*Data excerpts:*
## begin

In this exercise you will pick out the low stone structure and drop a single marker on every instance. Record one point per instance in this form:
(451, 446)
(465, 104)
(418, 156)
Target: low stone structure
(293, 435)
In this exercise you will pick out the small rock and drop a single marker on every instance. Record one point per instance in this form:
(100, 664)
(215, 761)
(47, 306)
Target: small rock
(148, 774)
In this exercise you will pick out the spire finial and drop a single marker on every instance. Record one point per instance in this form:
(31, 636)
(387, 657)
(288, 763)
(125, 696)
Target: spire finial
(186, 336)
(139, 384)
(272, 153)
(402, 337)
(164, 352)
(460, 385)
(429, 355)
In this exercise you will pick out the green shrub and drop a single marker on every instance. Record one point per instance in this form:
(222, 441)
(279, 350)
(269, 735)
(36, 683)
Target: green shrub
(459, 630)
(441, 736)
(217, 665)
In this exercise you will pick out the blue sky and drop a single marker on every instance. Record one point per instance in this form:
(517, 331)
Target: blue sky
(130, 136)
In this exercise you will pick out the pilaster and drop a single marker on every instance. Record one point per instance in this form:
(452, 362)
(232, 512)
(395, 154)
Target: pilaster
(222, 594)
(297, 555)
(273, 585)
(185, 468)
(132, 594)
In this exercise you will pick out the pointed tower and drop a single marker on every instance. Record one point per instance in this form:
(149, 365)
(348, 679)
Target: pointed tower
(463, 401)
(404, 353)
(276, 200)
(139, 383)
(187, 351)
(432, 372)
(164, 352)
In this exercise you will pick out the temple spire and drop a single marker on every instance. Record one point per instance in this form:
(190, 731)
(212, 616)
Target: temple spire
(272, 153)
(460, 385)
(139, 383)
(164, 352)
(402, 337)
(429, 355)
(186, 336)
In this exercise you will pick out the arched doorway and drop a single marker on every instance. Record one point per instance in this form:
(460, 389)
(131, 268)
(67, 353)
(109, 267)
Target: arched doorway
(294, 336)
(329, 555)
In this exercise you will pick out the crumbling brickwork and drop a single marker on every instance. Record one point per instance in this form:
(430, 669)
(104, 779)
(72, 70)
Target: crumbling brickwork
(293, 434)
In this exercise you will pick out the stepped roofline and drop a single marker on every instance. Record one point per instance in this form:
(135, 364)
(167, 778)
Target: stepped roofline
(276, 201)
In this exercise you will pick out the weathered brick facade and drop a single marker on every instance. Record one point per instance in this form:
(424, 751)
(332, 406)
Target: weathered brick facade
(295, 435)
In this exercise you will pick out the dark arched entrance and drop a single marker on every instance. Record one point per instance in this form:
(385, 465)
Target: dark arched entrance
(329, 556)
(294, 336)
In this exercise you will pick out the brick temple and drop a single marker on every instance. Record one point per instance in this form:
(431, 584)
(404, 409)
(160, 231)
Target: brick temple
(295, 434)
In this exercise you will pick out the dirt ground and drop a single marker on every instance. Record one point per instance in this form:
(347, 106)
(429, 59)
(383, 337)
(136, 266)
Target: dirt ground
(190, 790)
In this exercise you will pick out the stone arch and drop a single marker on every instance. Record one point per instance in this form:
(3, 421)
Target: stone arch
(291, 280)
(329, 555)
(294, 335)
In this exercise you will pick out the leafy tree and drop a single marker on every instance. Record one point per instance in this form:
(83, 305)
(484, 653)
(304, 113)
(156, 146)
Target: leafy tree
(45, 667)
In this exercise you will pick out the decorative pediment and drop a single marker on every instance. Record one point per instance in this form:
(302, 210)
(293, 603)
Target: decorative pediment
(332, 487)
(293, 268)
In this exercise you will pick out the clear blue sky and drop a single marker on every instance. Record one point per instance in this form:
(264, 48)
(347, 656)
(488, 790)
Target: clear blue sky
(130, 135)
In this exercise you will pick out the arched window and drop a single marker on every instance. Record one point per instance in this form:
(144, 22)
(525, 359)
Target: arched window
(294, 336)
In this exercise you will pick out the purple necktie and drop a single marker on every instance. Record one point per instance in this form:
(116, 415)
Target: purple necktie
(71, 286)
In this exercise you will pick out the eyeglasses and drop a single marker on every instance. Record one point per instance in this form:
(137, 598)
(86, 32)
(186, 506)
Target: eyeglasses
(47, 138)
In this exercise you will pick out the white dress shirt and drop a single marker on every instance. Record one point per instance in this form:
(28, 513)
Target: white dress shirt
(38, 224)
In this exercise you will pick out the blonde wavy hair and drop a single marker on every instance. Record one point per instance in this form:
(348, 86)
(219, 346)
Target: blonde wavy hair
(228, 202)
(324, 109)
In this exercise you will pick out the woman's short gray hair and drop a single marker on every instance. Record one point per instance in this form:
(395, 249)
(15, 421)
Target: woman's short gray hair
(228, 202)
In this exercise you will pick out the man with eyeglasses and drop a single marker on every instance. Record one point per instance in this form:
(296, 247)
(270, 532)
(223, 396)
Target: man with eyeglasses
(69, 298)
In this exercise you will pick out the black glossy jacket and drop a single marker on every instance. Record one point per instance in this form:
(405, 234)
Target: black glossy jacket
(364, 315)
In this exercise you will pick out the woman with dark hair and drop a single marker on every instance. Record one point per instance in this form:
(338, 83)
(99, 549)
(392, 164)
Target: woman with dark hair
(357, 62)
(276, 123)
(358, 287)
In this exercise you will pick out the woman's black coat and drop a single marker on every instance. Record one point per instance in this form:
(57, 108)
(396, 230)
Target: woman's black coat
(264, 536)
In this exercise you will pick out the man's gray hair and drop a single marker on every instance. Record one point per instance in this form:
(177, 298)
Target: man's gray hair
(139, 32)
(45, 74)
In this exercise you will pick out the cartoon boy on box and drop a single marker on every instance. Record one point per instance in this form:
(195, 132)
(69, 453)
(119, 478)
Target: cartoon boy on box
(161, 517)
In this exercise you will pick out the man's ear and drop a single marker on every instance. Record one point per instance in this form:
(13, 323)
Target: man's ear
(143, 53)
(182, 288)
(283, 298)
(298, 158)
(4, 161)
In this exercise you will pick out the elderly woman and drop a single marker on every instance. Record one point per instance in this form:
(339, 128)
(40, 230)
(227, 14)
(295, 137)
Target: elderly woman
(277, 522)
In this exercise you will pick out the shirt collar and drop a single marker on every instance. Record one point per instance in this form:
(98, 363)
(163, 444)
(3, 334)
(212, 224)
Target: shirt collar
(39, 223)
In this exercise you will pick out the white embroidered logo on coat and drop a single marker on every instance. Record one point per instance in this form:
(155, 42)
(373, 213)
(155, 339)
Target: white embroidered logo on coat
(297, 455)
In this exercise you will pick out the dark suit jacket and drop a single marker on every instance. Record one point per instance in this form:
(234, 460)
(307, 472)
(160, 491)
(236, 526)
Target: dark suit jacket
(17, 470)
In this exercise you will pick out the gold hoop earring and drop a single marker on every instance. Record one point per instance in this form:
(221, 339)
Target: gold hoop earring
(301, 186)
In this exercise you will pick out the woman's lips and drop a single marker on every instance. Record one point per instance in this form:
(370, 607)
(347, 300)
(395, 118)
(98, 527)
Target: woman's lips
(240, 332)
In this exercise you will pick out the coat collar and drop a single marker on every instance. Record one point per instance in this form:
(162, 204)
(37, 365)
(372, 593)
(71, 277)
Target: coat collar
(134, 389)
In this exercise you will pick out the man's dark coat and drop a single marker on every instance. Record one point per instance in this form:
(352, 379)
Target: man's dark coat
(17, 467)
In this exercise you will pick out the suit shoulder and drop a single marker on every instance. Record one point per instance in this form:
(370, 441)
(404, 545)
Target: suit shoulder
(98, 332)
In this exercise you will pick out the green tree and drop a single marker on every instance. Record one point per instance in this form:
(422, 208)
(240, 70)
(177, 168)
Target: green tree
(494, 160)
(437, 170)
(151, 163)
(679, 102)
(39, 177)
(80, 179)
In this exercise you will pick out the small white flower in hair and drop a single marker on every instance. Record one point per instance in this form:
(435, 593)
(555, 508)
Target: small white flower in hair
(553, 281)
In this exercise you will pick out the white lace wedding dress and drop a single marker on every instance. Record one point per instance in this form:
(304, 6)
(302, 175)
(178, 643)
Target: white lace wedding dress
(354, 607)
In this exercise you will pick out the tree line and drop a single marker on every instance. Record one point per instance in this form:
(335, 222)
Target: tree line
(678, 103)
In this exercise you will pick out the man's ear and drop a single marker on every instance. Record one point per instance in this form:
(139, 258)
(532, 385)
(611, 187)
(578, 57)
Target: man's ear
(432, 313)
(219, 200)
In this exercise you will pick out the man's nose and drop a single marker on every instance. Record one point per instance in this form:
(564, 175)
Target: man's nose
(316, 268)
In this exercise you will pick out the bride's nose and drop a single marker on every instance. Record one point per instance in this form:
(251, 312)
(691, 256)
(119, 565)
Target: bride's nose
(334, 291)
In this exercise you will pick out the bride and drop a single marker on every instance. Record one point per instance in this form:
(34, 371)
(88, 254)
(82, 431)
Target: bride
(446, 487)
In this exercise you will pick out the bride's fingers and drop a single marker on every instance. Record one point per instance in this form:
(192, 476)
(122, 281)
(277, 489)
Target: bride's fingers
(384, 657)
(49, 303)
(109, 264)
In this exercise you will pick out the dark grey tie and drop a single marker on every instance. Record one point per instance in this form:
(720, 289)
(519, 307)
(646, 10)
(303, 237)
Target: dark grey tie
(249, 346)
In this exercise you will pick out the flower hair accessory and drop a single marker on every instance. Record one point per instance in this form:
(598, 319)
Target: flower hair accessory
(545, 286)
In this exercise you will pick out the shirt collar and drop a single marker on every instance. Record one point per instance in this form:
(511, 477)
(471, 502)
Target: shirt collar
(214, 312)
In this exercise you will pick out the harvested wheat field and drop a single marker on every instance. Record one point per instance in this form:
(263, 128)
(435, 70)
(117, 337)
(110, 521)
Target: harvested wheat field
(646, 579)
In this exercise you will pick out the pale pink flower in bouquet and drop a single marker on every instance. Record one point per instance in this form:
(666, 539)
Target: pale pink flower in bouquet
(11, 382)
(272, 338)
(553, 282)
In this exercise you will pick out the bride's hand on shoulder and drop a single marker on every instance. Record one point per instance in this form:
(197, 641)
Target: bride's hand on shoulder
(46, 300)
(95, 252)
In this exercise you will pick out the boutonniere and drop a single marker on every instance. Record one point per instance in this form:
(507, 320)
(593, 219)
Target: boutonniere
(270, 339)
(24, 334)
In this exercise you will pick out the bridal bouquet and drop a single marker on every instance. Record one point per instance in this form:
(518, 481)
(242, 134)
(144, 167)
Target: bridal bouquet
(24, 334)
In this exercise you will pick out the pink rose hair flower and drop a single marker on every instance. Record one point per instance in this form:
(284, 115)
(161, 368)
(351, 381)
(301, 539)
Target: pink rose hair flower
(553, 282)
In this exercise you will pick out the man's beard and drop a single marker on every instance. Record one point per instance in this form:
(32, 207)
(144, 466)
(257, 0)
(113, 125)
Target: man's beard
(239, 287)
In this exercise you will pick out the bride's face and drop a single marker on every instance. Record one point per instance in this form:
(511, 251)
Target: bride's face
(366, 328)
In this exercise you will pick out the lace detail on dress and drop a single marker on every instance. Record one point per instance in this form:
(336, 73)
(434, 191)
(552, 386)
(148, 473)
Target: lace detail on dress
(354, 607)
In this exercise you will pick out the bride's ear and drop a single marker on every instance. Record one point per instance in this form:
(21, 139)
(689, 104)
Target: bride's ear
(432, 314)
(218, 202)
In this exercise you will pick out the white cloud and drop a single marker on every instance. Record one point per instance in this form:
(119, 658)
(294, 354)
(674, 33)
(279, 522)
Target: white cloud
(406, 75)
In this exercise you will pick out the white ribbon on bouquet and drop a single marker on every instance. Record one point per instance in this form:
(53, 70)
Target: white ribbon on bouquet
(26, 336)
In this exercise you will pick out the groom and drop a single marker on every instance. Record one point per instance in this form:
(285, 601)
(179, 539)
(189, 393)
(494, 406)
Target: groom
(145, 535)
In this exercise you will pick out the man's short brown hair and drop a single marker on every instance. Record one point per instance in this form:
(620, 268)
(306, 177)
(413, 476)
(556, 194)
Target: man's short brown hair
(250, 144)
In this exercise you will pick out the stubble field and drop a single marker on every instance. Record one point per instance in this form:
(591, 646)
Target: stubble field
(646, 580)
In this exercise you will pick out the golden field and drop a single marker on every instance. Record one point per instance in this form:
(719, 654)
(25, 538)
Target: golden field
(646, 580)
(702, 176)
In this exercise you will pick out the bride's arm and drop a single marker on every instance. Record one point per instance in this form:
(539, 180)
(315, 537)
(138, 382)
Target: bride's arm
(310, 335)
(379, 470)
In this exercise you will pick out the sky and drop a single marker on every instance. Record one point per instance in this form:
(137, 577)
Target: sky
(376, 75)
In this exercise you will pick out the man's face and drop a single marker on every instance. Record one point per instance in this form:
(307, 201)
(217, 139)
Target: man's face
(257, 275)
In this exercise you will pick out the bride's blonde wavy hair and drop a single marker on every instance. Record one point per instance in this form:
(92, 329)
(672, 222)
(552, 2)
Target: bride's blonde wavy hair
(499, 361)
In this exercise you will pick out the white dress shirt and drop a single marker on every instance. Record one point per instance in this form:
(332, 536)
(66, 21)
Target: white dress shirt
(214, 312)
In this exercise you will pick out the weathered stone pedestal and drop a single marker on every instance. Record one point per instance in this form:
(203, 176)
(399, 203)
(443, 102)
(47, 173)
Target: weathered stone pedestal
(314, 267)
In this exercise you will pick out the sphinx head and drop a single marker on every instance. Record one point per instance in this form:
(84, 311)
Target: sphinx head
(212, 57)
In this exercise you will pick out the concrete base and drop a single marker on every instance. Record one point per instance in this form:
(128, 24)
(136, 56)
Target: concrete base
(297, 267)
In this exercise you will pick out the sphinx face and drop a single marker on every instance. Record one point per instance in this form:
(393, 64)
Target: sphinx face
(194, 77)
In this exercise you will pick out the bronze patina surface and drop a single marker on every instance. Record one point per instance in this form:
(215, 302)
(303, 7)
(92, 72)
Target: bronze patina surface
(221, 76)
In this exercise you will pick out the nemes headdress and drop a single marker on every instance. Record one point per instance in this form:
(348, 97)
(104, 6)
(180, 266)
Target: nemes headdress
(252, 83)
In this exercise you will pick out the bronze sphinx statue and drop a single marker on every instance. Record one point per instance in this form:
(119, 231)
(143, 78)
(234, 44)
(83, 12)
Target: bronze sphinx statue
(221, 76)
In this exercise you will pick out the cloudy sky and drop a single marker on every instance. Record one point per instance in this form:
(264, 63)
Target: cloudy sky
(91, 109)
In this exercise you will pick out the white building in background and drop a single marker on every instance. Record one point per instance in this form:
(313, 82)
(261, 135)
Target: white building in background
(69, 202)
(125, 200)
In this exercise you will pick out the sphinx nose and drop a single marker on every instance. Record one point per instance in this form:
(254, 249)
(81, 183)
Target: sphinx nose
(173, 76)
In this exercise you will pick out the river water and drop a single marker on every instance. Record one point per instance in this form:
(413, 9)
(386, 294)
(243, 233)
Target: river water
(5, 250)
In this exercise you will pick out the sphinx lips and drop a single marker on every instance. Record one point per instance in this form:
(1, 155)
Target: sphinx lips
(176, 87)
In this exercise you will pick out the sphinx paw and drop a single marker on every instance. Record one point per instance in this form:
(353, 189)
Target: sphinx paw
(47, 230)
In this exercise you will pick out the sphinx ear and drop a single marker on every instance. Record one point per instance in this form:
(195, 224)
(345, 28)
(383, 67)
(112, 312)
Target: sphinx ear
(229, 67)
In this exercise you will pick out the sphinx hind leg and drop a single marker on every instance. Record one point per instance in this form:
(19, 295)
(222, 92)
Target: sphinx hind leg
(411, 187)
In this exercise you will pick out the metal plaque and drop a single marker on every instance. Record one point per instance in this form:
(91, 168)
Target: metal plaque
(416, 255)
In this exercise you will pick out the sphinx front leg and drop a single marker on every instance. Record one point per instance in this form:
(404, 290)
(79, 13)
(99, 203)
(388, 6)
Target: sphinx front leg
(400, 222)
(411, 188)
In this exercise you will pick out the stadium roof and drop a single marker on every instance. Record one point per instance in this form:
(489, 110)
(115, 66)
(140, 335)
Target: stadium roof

## end

*The exercise:* Give back exactly the lines beginning at the one with "In this exercise you will pick out the river" and ending at the final line of the material; both boundary lines belong in it.

*Right answer:*
In this exercise you will pick out the river water and drop a single marker on every instance. Record one point per instance in this form:
(413, 9)
(386, 294)
(243, 233)
Target: river water
(5, 250)
In this exercise you will pick out the sphinx lips and drop a single marker on every instance. Record one point per instance in this form:
(1, 155)
Target: sphinx lips
(176, 87)
In this exercise you will pick out the sphinx paw and drop a single marker on every instance. Record one point per instance in this form:
(353, 189)
Target: sphinx paw
(47, 230)
In this exercise you will pick out the sphinx ear and drop a single marker on every instance. Record one point per instance in this form:
(195, 224)
(345, 28)
(383, 67)
(112, 312)
Target: sphinx ear
(229, 67)
In this exercise you will pick out the sphinx hind leg and drop a single marker on every instance. Record one point per instance in this form:
(19, 295)
(222, 92)
Target: sphinx hind leg
(411, 187)
In this exercise you will pick out the metal plaque and drop a single marker on every instance. Record one point per instance in this form:
(91, 168)
Target: metal plaque
(416, 255)
In this exercise you will pick out the sphinx front leg and drop a single marker on every instance. Record one point per instance in this form:
(404, 290)
(79, 13)
(99, 203)
(388, 6)
Target: sphinx front leg
(400, 222)
(411, 188)
In this exercise you will pick out the stadium roof and drop a single marker on every instance. Record one point per instance in this form:
(489, 110)
(115, 66)
(140, 335)
Target: stadium roof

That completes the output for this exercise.